**TRY IT:** Below are some records. Return exactly the lines from the one with "Need: a pin on each instance of the embroidered" to the one with "Need: a pin on each instance of the metal", and nothing else.
───── LISTED ENTRIES ─────
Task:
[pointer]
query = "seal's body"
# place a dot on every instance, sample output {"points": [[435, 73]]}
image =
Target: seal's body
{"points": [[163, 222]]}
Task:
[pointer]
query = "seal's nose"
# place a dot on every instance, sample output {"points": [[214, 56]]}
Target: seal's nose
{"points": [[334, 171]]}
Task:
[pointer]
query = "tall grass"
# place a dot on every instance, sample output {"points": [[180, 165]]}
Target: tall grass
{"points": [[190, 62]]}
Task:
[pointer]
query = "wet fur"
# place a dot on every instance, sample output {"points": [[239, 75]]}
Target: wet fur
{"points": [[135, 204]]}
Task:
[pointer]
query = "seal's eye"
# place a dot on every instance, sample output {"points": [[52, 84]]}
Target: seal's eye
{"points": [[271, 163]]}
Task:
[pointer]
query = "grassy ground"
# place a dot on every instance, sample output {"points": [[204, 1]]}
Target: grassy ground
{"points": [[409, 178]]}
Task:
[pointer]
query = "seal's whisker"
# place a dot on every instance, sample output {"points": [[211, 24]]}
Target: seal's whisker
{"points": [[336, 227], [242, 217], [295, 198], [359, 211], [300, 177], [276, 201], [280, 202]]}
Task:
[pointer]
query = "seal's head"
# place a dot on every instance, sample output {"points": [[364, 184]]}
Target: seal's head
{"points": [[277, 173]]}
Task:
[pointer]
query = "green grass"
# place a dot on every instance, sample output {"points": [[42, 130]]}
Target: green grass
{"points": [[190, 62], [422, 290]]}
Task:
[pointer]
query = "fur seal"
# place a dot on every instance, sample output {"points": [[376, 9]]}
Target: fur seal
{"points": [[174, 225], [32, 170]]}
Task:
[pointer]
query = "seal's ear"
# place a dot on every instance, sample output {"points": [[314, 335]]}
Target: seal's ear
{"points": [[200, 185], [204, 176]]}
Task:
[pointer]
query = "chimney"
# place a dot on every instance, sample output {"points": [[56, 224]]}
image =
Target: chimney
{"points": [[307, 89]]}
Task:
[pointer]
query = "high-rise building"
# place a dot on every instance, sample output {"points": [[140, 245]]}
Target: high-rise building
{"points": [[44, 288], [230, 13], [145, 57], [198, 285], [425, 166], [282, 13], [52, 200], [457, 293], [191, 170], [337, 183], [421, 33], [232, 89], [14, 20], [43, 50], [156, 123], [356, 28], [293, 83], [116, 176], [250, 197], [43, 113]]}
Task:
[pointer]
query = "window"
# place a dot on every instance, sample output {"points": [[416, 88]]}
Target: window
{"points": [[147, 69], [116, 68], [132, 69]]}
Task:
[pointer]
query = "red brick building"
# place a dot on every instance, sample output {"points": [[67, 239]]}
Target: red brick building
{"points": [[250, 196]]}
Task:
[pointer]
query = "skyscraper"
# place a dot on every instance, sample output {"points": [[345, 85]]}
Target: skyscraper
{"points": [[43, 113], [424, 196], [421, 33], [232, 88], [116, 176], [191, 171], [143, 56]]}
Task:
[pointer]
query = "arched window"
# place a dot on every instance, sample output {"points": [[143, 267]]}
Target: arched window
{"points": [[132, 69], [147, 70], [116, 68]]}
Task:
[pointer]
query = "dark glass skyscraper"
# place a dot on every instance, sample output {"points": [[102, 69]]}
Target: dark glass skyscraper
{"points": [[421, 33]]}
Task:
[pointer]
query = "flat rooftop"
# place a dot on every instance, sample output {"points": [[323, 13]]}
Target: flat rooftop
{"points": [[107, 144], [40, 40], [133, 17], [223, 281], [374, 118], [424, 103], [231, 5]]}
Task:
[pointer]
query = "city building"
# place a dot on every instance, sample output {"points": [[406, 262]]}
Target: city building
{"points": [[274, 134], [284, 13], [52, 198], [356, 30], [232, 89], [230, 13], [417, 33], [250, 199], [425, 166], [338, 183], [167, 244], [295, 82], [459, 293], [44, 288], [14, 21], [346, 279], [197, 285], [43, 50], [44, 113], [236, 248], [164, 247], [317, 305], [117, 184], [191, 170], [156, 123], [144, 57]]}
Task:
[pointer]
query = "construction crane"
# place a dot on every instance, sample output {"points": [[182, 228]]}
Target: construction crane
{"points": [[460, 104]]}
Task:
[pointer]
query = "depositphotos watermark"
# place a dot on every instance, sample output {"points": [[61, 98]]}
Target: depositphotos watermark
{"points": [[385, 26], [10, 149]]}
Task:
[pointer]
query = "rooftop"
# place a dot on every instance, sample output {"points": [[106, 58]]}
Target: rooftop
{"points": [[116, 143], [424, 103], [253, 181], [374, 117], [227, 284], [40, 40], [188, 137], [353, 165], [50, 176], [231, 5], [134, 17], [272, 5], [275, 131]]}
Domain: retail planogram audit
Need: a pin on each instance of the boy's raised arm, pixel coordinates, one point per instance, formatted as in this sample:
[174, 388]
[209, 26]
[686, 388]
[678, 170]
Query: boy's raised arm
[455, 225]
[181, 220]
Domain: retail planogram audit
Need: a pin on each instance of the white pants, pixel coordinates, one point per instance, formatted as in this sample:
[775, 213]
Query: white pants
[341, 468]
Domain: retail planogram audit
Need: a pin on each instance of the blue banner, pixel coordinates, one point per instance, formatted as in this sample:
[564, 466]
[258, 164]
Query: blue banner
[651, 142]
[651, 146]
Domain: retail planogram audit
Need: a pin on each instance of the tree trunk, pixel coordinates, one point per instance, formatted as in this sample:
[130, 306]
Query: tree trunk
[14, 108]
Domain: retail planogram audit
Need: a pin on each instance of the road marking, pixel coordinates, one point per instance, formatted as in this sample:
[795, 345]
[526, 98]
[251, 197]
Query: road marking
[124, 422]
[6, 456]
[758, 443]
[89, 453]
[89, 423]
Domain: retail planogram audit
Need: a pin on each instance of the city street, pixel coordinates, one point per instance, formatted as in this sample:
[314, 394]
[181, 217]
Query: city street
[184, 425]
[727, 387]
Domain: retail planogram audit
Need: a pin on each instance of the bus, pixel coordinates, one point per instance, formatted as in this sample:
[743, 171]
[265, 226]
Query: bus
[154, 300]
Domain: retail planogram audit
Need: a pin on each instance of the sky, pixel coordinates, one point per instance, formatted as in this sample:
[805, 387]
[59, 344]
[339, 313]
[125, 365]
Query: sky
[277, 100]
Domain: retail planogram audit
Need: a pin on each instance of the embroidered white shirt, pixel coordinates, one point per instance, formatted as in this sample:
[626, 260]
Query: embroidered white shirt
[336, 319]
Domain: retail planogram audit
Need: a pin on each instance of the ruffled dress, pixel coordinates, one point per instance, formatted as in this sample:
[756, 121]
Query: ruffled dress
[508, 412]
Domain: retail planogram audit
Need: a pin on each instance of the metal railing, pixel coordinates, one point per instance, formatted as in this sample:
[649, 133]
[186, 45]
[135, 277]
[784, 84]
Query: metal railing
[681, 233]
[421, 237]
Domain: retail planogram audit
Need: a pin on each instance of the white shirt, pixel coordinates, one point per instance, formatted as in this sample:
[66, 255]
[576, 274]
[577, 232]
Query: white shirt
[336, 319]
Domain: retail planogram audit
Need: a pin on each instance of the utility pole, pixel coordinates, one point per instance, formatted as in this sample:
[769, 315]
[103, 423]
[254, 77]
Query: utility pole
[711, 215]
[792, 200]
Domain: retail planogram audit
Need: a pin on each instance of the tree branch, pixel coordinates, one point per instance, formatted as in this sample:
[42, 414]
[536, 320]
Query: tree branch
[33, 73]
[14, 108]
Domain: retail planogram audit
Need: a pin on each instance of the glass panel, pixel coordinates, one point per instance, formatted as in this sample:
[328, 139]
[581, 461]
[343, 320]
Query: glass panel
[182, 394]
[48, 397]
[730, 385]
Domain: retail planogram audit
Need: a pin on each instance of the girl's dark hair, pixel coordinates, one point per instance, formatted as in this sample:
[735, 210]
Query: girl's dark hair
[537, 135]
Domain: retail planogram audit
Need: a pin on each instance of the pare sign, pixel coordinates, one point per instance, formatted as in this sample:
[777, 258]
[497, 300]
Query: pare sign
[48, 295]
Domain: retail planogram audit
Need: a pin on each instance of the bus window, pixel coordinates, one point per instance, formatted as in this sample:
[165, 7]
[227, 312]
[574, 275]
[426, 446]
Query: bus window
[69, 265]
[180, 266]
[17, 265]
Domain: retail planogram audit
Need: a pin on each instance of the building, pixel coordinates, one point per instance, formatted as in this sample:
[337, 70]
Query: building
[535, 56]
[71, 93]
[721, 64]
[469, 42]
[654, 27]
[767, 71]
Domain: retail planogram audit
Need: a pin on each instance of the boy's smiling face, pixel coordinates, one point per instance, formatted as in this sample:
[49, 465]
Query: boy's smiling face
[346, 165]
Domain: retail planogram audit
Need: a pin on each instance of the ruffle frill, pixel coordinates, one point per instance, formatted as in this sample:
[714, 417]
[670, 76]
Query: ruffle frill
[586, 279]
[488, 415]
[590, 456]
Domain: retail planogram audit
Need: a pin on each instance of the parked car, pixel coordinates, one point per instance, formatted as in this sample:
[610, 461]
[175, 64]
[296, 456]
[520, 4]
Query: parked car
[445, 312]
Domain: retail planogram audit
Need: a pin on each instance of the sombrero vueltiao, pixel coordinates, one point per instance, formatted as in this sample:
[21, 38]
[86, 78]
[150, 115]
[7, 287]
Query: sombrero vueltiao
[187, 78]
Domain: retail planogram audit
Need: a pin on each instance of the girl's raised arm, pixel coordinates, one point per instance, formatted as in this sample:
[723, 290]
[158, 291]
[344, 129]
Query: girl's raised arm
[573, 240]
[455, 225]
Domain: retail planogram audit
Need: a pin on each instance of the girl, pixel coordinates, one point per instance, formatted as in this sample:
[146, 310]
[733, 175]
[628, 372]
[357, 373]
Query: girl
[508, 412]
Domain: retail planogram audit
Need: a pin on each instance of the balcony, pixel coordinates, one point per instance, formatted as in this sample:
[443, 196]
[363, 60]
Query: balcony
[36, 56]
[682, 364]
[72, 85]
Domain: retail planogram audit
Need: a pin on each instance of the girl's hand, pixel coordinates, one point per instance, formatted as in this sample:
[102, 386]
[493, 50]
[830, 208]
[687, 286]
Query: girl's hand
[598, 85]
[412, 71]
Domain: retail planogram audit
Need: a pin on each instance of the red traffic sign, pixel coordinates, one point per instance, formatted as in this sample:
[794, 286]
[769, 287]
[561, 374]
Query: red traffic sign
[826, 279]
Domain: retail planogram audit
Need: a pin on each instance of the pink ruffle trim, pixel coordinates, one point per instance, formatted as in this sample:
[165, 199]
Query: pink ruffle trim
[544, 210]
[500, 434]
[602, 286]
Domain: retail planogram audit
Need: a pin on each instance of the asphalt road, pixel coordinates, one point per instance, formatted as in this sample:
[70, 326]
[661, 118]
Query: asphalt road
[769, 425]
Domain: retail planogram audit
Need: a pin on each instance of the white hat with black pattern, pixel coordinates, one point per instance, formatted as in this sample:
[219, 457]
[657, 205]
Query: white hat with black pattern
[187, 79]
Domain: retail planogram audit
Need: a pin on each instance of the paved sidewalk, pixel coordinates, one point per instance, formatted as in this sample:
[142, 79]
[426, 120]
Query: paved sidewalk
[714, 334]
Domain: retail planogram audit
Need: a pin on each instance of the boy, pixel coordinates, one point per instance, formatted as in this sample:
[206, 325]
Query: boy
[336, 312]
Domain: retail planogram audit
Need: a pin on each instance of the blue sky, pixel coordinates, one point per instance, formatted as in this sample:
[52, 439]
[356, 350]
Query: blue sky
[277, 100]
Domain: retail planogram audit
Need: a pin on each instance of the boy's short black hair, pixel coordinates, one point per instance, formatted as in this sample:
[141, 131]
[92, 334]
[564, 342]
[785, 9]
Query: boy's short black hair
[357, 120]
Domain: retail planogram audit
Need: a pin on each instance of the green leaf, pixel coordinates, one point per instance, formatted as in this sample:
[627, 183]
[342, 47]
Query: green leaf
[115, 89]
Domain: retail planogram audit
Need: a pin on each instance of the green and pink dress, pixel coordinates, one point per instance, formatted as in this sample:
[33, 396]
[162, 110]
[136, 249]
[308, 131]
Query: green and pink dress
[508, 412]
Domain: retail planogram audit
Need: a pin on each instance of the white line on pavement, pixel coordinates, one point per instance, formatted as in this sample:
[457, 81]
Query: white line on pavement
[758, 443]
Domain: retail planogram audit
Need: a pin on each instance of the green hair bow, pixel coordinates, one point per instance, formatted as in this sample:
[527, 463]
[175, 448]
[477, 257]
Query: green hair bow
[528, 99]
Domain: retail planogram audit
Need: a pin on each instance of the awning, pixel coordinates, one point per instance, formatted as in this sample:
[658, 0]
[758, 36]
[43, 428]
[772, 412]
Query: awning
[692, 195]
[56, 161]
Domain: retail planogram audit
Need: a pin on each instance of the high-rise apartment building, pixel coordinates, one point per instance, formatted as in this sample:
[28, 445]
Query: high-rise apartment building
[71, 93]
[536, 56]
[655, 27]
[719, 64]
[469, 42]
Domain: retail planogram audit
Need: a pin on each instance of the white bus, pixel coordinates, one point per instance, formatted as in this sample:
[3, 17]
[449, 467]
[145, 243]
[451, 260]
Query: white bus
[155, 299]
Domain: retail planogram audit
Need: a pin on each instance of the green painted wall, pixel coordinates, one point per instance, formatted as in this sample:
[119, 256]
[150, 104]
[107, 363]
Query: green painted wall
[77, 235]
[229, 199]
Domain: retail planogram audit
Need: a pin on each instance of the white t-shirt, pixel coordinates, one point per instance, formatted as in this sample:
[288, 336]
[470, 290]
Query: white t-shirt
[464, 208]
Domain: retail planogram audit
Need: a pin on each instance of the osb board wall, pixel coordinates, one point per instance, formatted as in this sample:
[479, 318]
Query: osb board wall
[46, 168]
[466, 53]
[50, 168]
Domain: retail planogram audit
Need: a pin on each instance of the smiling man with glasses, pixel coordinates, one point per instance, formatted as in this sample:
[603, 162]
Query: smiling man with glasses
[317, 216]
─────
**SOLUTION FOR THIS TASK:**
Need: a pin on each instance of the embroidered white shirt, pixel coordinates, one point per instance, formatted as in this sample:
[626, 260]
Query: embroidered white shirt
[336, 319]
Domain: retail planogram audit
Need: a pin on each instance of the ruffled dress, pixel coordinates, one point per instance, formatted as in this sample:
[756, 121]
Query: ruffled dress
[508, 412]
Domain: retail planogram audit
Need: a pin on each instance of the metal railing, pixel coordinates, one point per instance, formatted as in this sample:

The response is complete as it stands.